• _Arbeitsauftrag_: Wandle sämtliche Zeilen des folgenden Materials in eine nummerierte Liste um und lass dabei Leerzeilen weg. Nimm keine Bilder in deine Antwort auf.

• _Material zur Übung_:
- - - - -
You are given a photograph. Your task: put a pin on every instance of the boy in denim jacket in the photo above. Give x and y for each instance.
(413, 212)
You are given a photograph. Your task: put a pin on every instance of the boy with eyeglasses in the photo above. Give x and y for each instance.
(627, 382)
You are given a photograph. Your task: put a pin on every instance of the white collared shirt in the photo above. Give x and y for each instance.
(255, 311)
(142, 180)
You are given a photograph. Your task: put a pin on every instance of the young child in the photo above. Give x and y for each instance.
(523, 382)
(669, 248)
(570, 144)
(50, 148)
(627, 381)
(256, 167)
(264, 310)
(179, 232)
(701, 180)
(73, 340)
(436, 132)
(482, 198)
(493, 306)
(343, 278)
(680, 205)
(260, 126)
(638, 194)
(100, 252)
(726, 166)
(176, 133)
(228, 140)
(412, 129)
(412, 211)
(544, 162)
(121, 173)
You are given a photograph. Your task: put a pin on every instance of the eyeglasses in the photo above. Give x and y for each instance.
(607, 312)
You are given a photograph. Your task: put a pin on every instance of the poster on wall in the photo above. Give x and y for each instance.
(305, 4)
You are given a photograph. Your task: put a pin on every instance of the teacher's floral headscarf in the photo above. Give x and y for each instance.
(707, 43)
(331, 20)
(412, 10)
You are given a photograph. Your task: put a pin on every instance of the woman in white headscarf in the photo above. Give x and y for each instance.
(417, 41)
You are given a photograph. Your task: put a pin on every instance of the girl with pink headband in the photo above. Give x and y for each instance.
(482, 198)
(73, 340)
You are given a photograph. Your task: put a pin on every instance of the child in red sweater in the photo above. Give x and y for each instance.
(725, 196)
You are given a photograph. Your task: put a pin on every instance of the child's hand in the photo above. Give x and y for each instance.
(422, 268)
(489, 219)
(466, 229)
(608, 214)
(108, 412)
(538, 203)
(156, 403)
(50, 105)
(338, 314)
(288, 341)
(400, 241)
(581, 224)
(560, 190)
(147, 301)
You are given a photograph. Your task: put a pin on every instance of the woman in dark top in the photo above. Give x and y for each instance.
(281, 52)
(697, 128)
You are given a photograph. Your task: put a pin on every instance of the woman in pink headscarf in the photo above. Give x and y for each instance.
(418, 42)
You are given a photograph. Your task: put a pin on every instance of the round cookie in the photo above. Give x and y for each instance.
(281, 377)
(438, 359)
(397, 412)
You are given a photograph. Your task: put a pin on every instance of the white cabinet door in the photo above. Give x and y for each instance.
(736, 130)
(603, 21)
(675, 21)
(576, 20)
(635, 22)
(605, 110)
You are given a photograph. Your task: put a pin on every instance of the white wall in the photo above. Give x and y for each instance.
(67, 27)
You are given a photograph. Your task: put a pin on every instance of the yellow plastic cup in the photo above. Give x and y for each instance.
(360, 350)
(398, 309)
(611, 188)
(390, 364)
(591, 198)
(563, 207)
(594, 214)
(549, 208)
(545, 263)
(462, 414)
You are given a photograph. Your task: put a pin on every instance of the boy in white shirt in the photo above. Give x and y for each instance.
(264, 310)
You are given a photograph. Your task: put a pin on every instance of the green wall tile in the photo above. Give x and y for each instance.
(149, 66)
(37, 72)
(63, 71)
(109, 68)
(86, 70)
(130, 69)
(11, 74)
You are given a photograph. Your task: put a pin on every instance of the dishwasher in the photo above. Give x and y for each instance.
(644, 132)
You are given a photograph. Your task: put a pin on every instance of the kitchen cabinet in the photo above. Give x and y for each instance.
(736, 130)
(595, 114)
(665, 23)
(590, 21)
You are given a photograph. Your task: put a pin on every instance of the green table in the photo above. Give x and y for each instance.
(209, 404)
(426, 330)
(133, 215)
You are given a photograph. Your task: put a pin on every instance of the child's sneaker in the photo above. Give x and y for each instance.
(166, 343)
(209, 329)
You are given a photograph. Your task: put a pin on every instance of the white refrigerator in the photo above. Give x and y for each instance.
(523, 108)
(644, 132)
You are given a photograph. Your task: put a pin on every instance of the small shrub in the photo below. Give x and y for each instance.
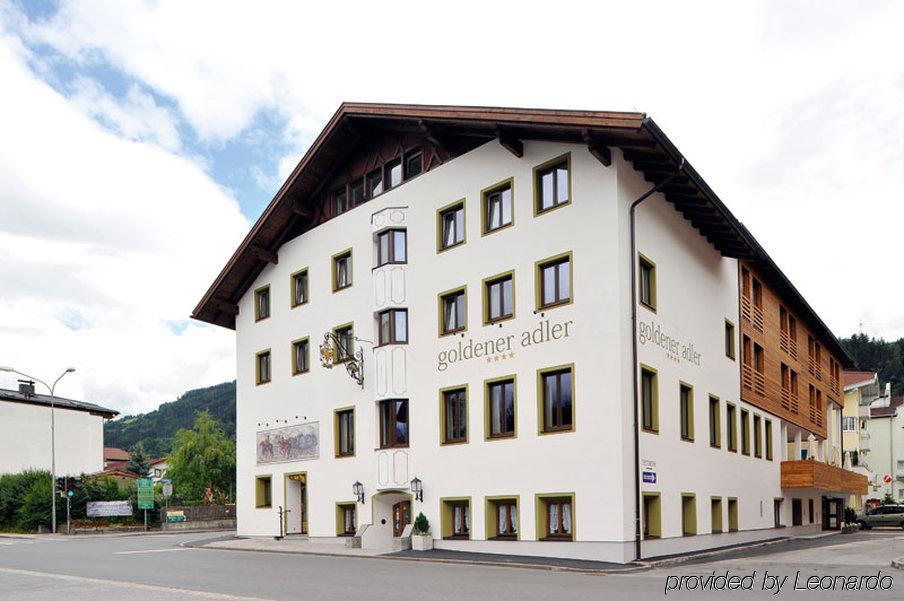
(850, 515)
(421, 524)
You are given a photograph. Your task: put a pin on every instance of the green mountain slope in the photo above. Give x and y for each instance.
(877, 354)
(156, 429)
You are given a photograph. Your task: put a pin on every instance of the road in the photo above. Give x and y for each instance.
(157, 568)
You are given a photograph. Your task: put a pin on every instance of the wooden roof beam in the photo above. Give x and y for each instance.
- - - - -
• _Lösung der Aufgabe_:
1. You are given a photograph. Your task: put a pin on every instance of the boy in denim jacket in the photo above. Give x and y for each instance.
2. (413, 212)
3. You are given a photograph. Your task: put a pin on every instance of the boy with eyeglasses in the photo above. Give x and y for each instance.
4. (627, 382)
5. You are given a photograph. Your task: put a pin on every instance of the white collared shirt in the photo above. Give x and y for each instance.
6. (255, 311)
7. (142, 180)
8. You are given a photograph. Your task: put a pin on every instance of the young child in the photo above. Give x and y for each instance.
9. (523, 382)
10. (669, 248)
11. (570, 144)
12. (50, 148)
13. (627, 381)
14. (256, 167)
15. (264, 310)
16. (179, 232)
17. (701, 180)
18. (73, 340)
19. (436, 132)
20. (482, 198)
21. (493, 306)
22. (343, 278)
23. (680, 205)
24. (260, 126)
25. (638, 194)
26. (100, 252)
27. (726, 166)
28. (176, 133)
29. (228, 140)
30. (412, 129)
31. (412, 211)
32. (544, 162)
33. (121, 173)
34. You are given a photograph. Your task: put a pin on every instance of the eyeglasses in the photo above. Give x and y for each instance.
35. (607, 312)
36. You are given a photograph. Your task: put a pin on every instance of the poster on wall in the photo above. Give x and y for each instance.
37. (305, 4)
38. You are given a photograph. Your task: put a pin on every instance of the teacher's floral headscarf in the photo above. Give x and y for each instance.
39. (707, 43)
40. (331, 20)
41. (412, 10)
42. You are given a photograph. Your task: put a pin on every instance of the woman in white headscarf in the photo above. Give x and y for each instance.
43. (417, 41)
44. You are given a photograph. Your task: put a pin on every instance of the girl with pink headband in the photo above. Give x and y for each instance.
45. (482, 198)
46. (73, 340)
47. You are given a photograph. Your task: put a pin on every instance of the child in red sweater in the photo above. Give x and y for each instance.
48. (725, 196)
49. You are given a photograph. Your task: put a pin on every instance of the child's hand in the photo above. Give x and y for each instance.
50. (422, 268)
51. (489, 219)
52. (466, 229)
53. (608, 214)
54. (108, 412)
55. (538, 203)
56. (156, 403)
57. (50, 105)
58. (338, 314)
59. (288, 341)
60. (400, 241)
61. (581, 224)
62. (560, 190)
63. (147, 301)
64. You are given a photograph. Your task: put a pin on every instance of the woman in dark top in the photo above. Give x and y for each instance.
65. (281, 52)
66. (697, 128)
67. You are given a photograph. Your task: put a pin on every instance of the woman in pink headscarf in the photo above. Give x and y for each instance.
68. (418, 42)
69. You are given a photograph. Your task: put a pin on every instance of the round cookie in the photo above. Give x and y for each instance.
70. (281, 377)
71. (438, 359)
72. (397, 412)
73. You are given a photograph. Your task: put a pin on every instance of the white cabinet door in the photo above. Give x and y for each instance.
74. (736, 130)
75. (603, 21)
76. (675, 21)
77. (576, 20)
78. (635, 22)
79. (605, 110)
80. You are given a photograph. Your task: put a pin on every instance of the white wall in the photo above. Give x and y for each instance.
81. (67, 27)
82. You are given a photograph. Your task: put a pin on every instance of the yellow plastic cup in the photo above. Give x and y for each instance.
83. (360, 350)
84. (398, 309)
85. (611, 188)
86. (390, 364)
87. (591, 198)
88. (563, 207)
89. (594, 214)
90. (549, 208)
91. (545, 263)
92. (462, 414)
93. You are given a photograph. Your task: put a pin on every instance of the boy in white shirt in the photo above. Give x and y for each instance.
94. (264, 310)
95. You are given a photograph. Your task: put a pin on every instance of the green wall tile in the photo above. Give x and y for each instance.
96. (149, 66)
97. (37, 72)
98. (63, 71)
99. (109, 68)
100. (86, 70)
101. (130, 69)
102. (11, 74)
103. You are given a photograph. Your task: put a pin on every instance of the dishwasher in the photo above. Give x and y for each instance.
104. (644, 132)
105. You are given a photograph. Your task: put a pin on every instance of the kitchen cabinet in the photo above. Give x and y for each instance.
106. (736, 130)
107. (595, 114)
108. (665, 23)
109. (590, 21)
110. You are given a photograph. Your task: put a pin on every instance of the green table in the photo above. Give x and y for each instance.
111. (209, 404)
112. (426, 330)
113. (133, 215)
114. You are given a photograph. Your task: put a pin on every instance of the child's sneaker in the photo above. Give x and y for each instance.
115. (166, 343)
116. (209, 329)
117. You are given a photograph. Your task: put a pin on every instance of the white refrigerator in the photo above. Give x and y for each instance.
118. (523, 108)
119. (644, 132)
120. You are given a photograph. Your task: put a pin on every instance of the small shrub in the photo below. Give x and y for each instance.
121. (850, 515)
122. (421, 524)
123. You are given a photograph. Your task: put a pin on every instance of the green mountain slope in the photo above. Give x and y for each instance.
124. (877, 354)
125. (156, 429)
126. You are given a photograph. Your task: put a pin on every instance of the road in the photo above. Give x and y for each instance.
127. (157, 568)
128. You are given a photograph. Your task: put a pin on every instance of the wooden roof beam in the photo above. Give x and y for each instance.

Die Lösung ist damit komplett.